_Prompt_: All of the data that follows should be given again exactly, without its images.

_Data extracts_:
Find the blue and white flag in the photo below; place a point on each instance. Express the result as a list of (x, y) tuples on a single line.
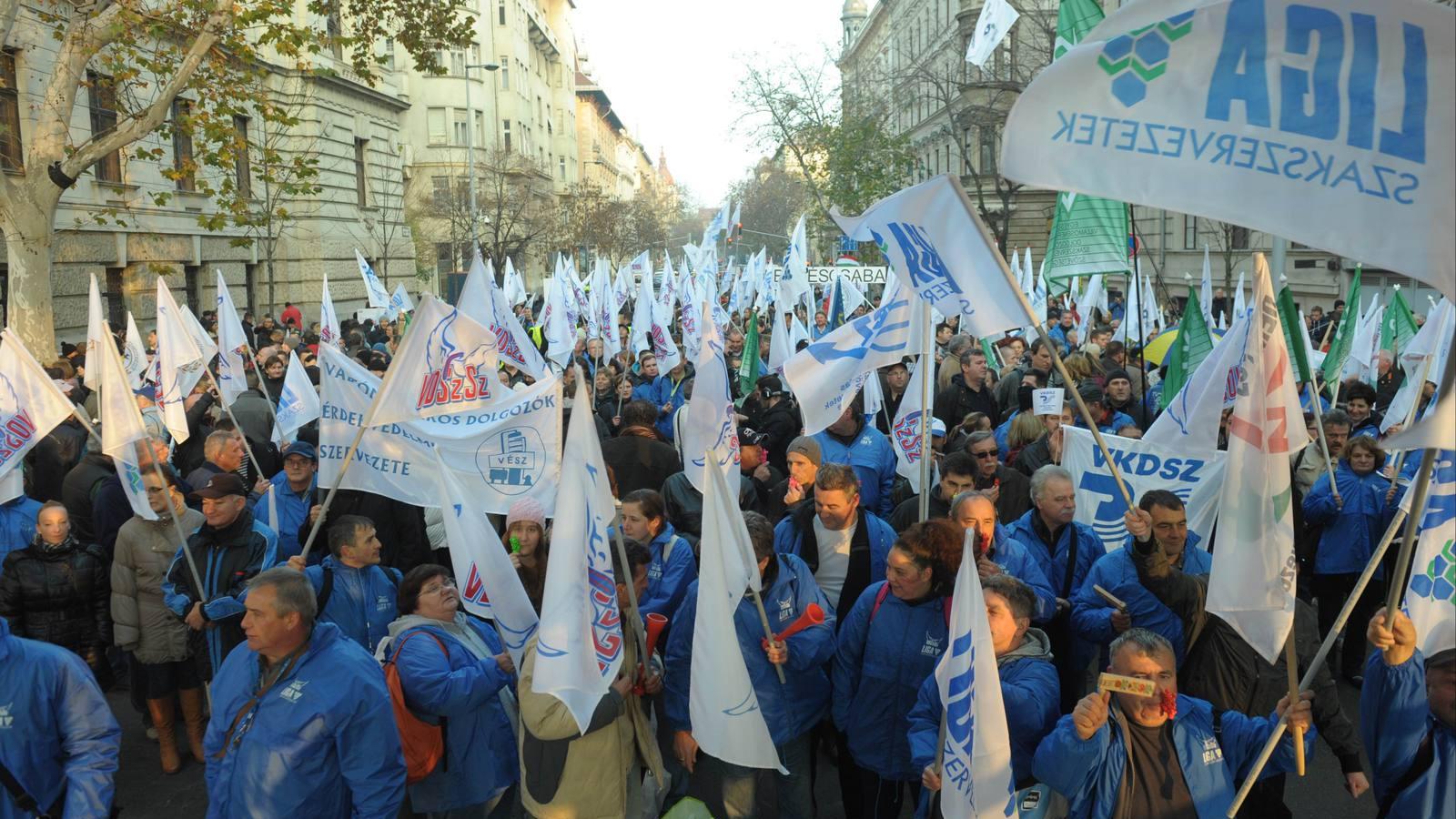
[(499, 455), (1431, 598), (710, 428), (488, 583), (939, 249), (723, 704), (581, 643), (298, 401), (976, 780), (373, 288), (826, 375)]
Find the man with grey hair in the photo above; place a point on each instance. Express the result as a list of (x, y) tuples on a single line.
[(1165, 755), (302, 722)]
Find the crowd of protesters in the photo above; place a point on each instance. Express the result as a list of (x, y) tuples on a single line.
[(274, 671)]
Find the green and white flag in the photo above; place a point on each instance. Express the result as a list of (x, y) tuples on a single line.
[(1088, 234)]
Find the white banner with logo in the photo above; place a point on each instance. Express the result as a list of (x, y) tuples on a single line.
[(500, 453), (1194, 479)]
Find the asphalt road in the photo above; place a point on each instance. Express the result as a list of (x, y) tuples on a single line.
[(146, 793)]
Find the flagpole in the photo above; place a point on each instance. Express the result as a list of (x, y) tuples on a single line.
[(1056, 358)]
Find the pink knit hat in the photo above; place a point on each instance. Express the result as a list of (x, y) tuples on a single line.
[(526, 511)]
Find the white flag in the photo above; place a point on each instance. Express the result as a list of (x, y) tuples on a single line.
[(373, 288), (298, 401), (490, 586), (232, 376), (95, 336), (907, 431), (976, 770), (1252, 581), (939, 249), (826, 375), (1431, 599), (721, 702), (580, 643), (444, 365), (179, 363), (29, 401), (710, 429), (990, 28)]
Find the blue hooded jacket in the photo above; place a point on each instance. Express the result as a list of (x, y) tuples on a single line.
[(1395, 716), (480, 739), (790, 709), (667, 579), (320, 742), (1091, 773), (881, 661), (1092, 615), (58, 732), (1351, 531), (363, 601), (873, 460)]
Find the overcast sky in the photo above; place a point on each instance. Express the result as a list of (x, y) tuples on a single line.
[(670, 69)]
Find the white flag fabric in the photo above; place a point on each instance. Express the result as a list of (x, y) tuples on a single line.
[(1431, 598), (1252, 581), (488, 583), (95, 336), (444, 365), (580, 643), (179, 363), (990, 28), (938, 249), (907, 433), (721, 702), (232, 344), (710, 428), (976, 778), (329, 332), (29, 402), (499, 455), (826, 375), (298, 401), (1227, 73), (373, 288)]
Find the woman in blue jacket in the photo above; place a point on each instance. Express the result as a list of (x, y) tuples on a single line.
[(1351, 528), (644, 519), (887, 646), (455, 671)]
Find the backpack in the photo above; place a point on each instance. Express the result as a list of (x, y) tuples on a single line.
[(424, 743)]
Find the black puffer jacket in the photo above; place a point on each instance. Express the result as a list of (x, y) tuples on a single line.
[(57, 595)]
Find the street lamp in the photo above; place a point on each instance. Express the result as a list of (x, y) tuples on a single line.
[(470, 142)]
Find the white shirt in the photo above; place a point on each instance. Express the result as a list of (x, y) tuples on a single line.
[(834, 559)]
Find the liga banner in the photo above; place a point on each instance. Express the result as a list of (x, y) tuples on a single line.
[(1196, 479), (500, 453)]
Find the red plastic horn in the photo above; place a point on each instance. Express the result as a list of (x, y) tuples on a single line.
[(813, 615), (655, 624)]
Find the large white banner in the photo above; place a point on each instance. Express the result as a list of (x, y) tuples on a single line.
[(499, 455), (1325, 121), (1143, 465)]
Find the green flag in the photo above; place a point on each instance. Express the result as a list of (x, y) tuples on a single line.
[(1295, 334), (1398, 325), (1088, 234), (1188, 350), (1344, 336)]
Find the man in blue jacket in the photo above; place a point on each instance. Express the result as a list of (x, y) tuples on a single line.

_Result_:
Find the blue and white flag in the photo below; place a point on each instance. Express the result as a list of (x, y) tuples on a single line.
[(499, 455), (1431, 598), (710, 428), (488, 583), (939, 249), (723, 704), (581, 643), (298, 401), (976, 780), (373, 288), (826, 375)]
Find the man with grey hair in the photo above; place a point on each instance. Express the result as a list of (x, y) tuples on a single line.
[(1165, 755), (302, 722)]
Find the crowd of protesters in the photo above; place a point on each instance. Express the result as a list of (x, y) tuples on a single line.
[(274, 671)]
Find the green and white flag in the photo above; place a point on each instance. Express the result as a list of (x, y) tuples on a single line.
[(1088, 234)]
Find the white banner with logo in the photo above; place a point on each instance. Express the result as a list of (x, y) tuples on a single line.
[(500, 453), (1194, 479)]
Find the asphalt road in the photo above; place a point on each instance. Express the result as a list of (x, y) tuples on a single line.
[(146, 793)]
Find the flagpole in the photo above; place a point on each instance. Express the result as a list of (x, y) tuples on a single line.
[(1056, 358)]
Find the pink knit hat in the photo above; place a point on each instance. Express the result as a list of (x, y) tuples on a single line.
[(526, 511)]
Find the white flag in the photo above; place a point on each instance. Express the result as a list of (x, y) tuples on a single line.
[(373, 288), (298, 401), (490, 586), (232, 376), (95, 336), (907, 431), (976, 770), (1252, 581), (939, 249), (826, 375), (1431, 599), (721, 702), (580, 643), (444, 365), (179, 363), (29, 401), (710, 429), (990, 28)]
Find the blue hooded jacket in the photo above; place a point on each instance. Express the result as a list of (x, y) tuples on a single line.
[(1395, 716), (480, 739), (790, 709), (667, 579), (320, 742), (1091, 773), (881, 661), (1092, 615), (58, 732), (1351, 531), (363, 601), (873, 460)]
Find the overcast sky in the photo above; place a point on each instance. Express the result as a list of (x, y) tuples on a single line.
[(670, 69)]
Find the white flag fabric in the photo above; place a point on each instance. Express the result as a list of (x, y) tuples on a single line.
[(1431, 598), (1252, 581), (488, 583), (95, 336), (444, 365), (580, 643), (179, 363), (990, 28), (938, 249), (907, 433), (721, 702), (232, 344), (710, 428), (976, 778), (329, 332), (29, 402), (499, 455), (826, 375), (298, 401), (1227, 73), (373, 288)]
Find the woman in blue jacket in the photo above; place a point on each instance. Express the result as a list of (x, y) tuples on a single line.
[(1351, 528), (644, 519), (887, 646), (455, 671)]
Find the backpack in the photo above; place a point on each instance. Express the result as a list of (x, y) tuples on a single line.
[(424, 743)]
Find the black puffer jacket in the photo above; place a point on each instance. Express the result as a list of (x, y) tuples on a single line.
[(57, 595)]
Find the street lamp in the photo above; place a point on each instance. Express the result as a list of (x, y) tuples on a single line.
[(470, 142)]
Find the white shirt in the photo above; place a point on each instance. Express the result as a list of (x, y) tuples on a single line.
[(834, 559)]
Find the liga banner in the photo above; place a point on each instance. Express the result as a list of (x, y) tuples on a single line.
[(1196, 479), (500, 453)]
Find the red plastic horn in the photo above; place a point on each instance. Express the result as a list of (x, y) tuples on a single line.
[(813, 615), (655, 624)]
Find the large white banner in the photo above; place a point on each instance. Express the result as a list of (x, y) tuples on a single line.
[(499, 455), (1325, 121), (1143, 465)]
Find the green flag in the photo above; place a point on each instance. Express the result as a list of (x, y) tuples on a single line.
[(1295, 334), (1398, 325), (1088, 234), (1188, 350), (1344, 336)]
Find the man in blue jacket in the photo above; place a point on each instance. Express the result as a list of (x, y) tuples on a single line.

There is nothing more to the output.